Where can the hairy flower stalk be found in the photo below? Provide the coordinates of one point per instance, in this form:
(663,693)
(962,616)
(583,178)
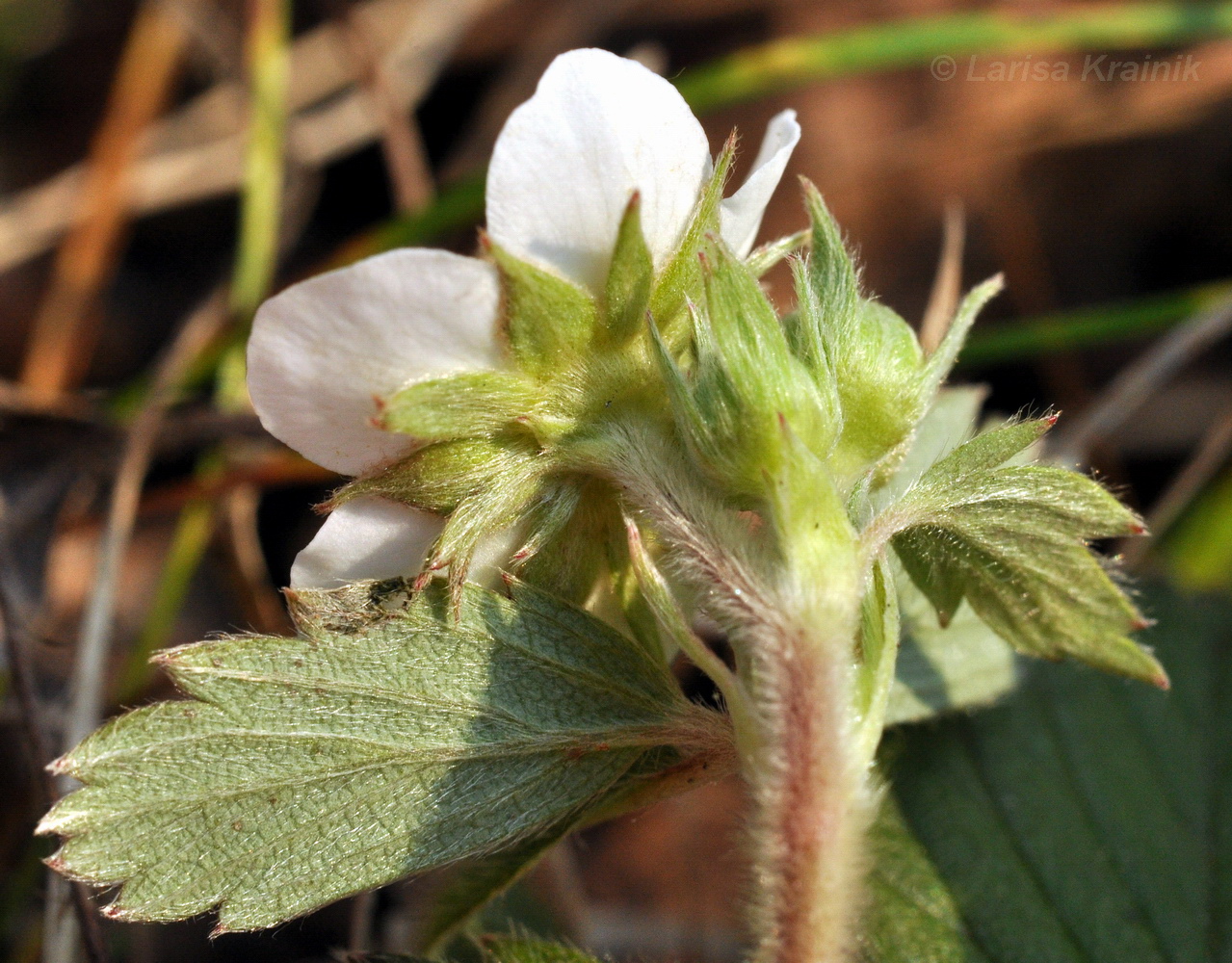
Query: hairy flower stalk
(604,406)
(793,617)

------------------------------------

◆ Task objective
Copy every item above in full, including its wording. Shift each point coordinate listed under a "Query:" line by adding 140 to both numbers, leave the format sample pairs unchanged, and omit the pictures.

◆ Solution to the exercise
Where can the hairy flower stalk be found in the photo below? Provide the coordinates of one point per instance, in this form:
(663,693)
(962,616)
(583,178)
Query: hairy flower stalk
(744,546)
(933,757)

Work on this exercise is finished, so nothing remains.